CA Pau, 1re ch., 14 mai 2025, n° 24/02677

PAU

Arrêt

Infirmation

PARTIES

Demandeur :

Sogessur (SA)

Défendeur :

Allianz IARD (SA)

COMPOSITION DE LA JURIDICTION

Président :

Mme Faure

Conseillers :

Mme de Framond, Mme Blanchard

Avocats :

Me Tandonnet, Me Leridon, Me Cachelou

Tarbes, juge de la mise en état, du 18 s…

18 septembre 2024

EXPOSE DU LITIGE

Entre novembre 2017 et juillet 2019, Monsieur [N] [O] et son épouse, Madame [P] [G], ont entrepris la rénovation de leur maison d'habitation située à [Localité 3] (65), assurée au titre d'un contrat souscrit auprès de la SA Sogessur.

Monsieur [X] [V], entrepreneur individuel assuré auprès de la SA Allianz IARD, est intervenu dans ce cadre au titre des travaux de réfection de l'installation électrique.

Le 4 janvier 2021, un incendie s'est déclaré dans la maison des époux [O], la détruisant dans son intégralité.

Par ordonnance du 14 septembre 2021, le juge des référés du tribunal judiciaire de Tarbes, saisi à cette fin par les époux [O], a ordonné une expertise judiciaire, confiée à Monsieur [H] [T].

L'expert judiciaire a déposé son rapport le 3 janvier 2022.

Le 16 février 2023, Mme [O] a signé une quittance subrogative aux termes de laquelle elle reconnaît avoir reçu la somme de 438 685,63 euros de la SA Sogessur.

Par actes des 3 et 6 mars 2023, les époux [O] et la SA Sogessur ont fait assigner M. [V] et la SA Allianz IARD devant le tribunal judiciaire de Tarbes aux fins pour les époux [O] de voir indemniser leurs préjudices, et pour la SA Sogessur, de se voir rembourser les sommes versées à ses assurés.

Par conclusions d'incident du 13 octobre 2023, M. [V] et la SA Allianz IARD ont sollicité du juge de la mise en état qu'il déclare irrecevable la SA Sogessur en ses demandes faute de subrogation valable dans les droits des époux [O].

Suivant ordonnance contradictoire du 18 septembre 2024 (RG n°23/00468), le juge de la mise en état a :

- accueilli la fin de non-recevoir invoquée par M. [V] et la SA Allianz IARD tirée du défaut d'intérêt à agir de la SA Sogessur à raison de l'absence de subrogation légale,

- dit que la SA Sogessur ne peut se prévaloir de la subrogation légale définie par l'article L.121-12 du code des assurances,

- déclaré en conséquence irrecevable la demande de la SA Sogessur tendant à voir condamner in solidum M. [V] et la SA Allianz IARD à lui payer la somme de 438 685,63 euros à parfaire le jour de l'audience,

- réservé les dépens de l'incident,

- débouté les parties de leurs demandes plus amples ou contraires,

- renvoyé l'affaire à la mise en état,

- rappelé l'exécution provisoire de la décision.
——
*Travail à faire*.
1 - Recopiez le passage du texte choisi qui va de « Entre novembre 2017 » à « Monsieur [H] [T]. ».
2 - D'après le texte choisi, pourquoi le juge de la mise en état a-t-il déclaré irrecevable la demande de la SA Sogessur ? Répondez en une à trois phrases.
——
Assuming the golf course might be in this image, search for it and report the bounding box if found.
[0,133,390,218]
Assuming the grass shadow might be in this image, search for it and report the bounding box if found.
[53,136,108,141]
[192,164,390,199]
——
*Réponses attendues*.
1 -
Entre novembre 2017 et juillet 2019, Monsieur [N] [O] et son épouse, Madame [P] [G], ont entrepris la rénovation de leur maison d'habitation située à [Localité 3] (65), assurée au titre d'un contrat souscrit auprès de la SA Sogessur.

Monsieur [X] [V], entrepreneur individuel assuré auprès de la SA Allianz IARD, est intervenu dans ce cadre au titre des travaux de réfection de l'installation électrique.

Le 4 janvier 2021, un incendie s'est déclaré dans la maison des époux [O], la détruisant dans son intégralité.

Par ordonnance du 14 septembre 2021, le juge des référés du tribunal judiciaire de Tarbes, saisi à cette fin par les époux [O], a ordonné une expertise judiciaire, confiée à Monsieur [H] [T].

2 - Le juge a accueilli la fin de non-recevoir soulevée par M. [V] et la SA Allianz IARD, tirée du défaut d'intérêt à agir de la SA Sogessur. Ce défaut venait de l'absence de subrogation légale : selon le juge, la SA Sogessur ne pouvait pas se prévaloir de la subrogation légale prévue par l'article L.121-12 du code des assurances.